• **CONSIGNES DE L'EXERCICE**
#1 Recopiez fidèlement le passage de l'entretien avec Levent Beskardes qui va de « Levent : Je pense » jusqu'à « je suis perdu. » inclus.
#2 Prolongez l'entretien avec Levent Beskardes en reprenant après sa dernière phrase.

• **EXTRAIT DU DOCUMENT**
Levent Beskardes

 

J’ai eu la chance de rencontrer un artiste étonnant à cette époque où j’apprenais la langue des signes. Levent Beskardes, comédien et metteur en scène de théâtre. Il m’avait généreusement accueilli chez lui et nous avions échangé à propos du rêve, de la vie et aussi de la culture japonaise. Levent n’est pas seulement un homme de théâtre mais avant tout un homme du Monde… un homme amoureux du Monde… 

   

Daniel : Levent, penses-tu que chaque personne porte un rêve au-fond d’elle ?

Levent : Je pense qu’il y a beaucoup de sens différents pour ce mot « rêve ». Il y a par exemple ce que j’appellerais, les rêves en « négatif ».

Par exemple, pour moi c’est un problème d’être sourd. Lorsque je suis entouré uniquement d’entendant, j’éprouve un sentiment négatif d’être sourd. Donc je rêve à ce que je pourrais faire de moi dans l’avenir mais je ne sais pas vraiment, je suis perdu.

Je rêve négativement, que ça ne va pas, que je ne suis pas bien.

Dans une famille d’entendant, si on est sourd on se sent seul. C’est un problème. On rêve beaucoup négativement. On ne sait pas ce que l’on pourra faire dans l’avenir. On peut même rêver d’avoir envie de se suicider.

Mais c’est au sein des familles de sourds, des associations ou des écoles pour sourds que les sourds peuvent changer. Leur personnalité de sourd devient plus claire. Quand mon identité de sourd devient plus claire, je sens au fond de moi que tout devient plus positif.

• **LIGNES DE DONNÉES**
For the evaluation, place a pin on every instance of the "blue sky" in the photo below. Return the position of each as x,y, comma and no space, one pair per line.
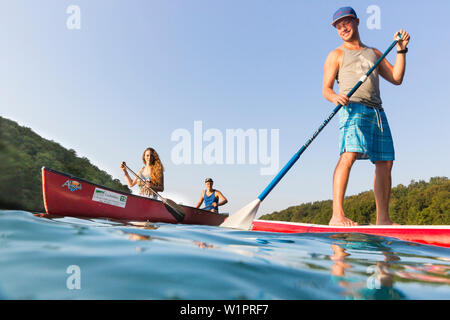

• **RÉPONSES AUX CONSIGNES**
#1
Levent : Je pense qu’il y a beaucoup de sens différents pour ce mot « rêve ». Il y a par exemple ce que j’appellerais, les rêves en « négatif ».

Par exemple, pour moi c’est un problème d’être sourd. Lorsque je suis entouré uniquement d’entendant, j’éprouve un sentiment négatif d’être sourd. Donc je rêve à ce que je pourrais faire de moi dans l’avenir mais je ne sais pas vraiment, je suis perdu.

#2
Mais quelle est ma passion ? Qu’est-ce que j’adore ? Par exemple, si je rêve que je veux être peintre, ou bien devenir docteur… Bon ce n’est pas possible pour moi d’être docteur, mais imaginons… On peut rêver… Le résultat : ou bien ça marche ou bien ça va dans un sens complètement différent.

Par exemple moi j’ai grandi, en rêvant beaucoup, je voyais la vie en rose, je pensais que tout serait facile… Mais à dix-huit ans j’ai commencé à sentir qu’il me fallait abandonner mes rêves, j’ai réalisé ma situation, les problèmes… Ca m’a angoissé !

J’ai perdu mon côté naïf, ma vie en rose, j’ai commencé à déprimer. A l’adolescence c’est devenu très difficile.

Mais à l’intérieur de moi j’ai gardé l’envie de cette vie en rose. En fait ce dont j’avais le plus envie, c’était de jouer pour le cinéma. Ca a dévié parce qu’aujourd’hui je fais du théâtre. Moi j’adore le cinéma ! Ce n’était pas le théâtre que j’adorais. Mais quelque chose m’a conduit vers le théâtre, c’est visuel, on peut faire des signes, tout est possible dans le théâtre. Des sourds qui jouent au cinéma il y en a très très peu.

C’est comme si la vie m’avait conseillé d’aller vers le théâtre…

Cela fait 35 ans que je fais du théâtre ! J’ai eu l’occasion d’assister à des tournages de cinéma, de voir un peu le fonctionnement, mais finalement j’ai compris que je préfère le théâtre ! Avant je rêvais, mais je me trompais. Maintenant je rêve encore, mais à d’autres choses !

Moi, j’ai peur d’arriver au bout, d’être coincé. De rêver, d’arriver au bout de mes rêves et de ne plus avoir envie de rien. J’ai très peur de cela.

 

D : C’est très intéressant ce thème : « avoir peur de réaliser ses rêves ». A ton avis, penses-tu que les désirs et les rêves soient différents ?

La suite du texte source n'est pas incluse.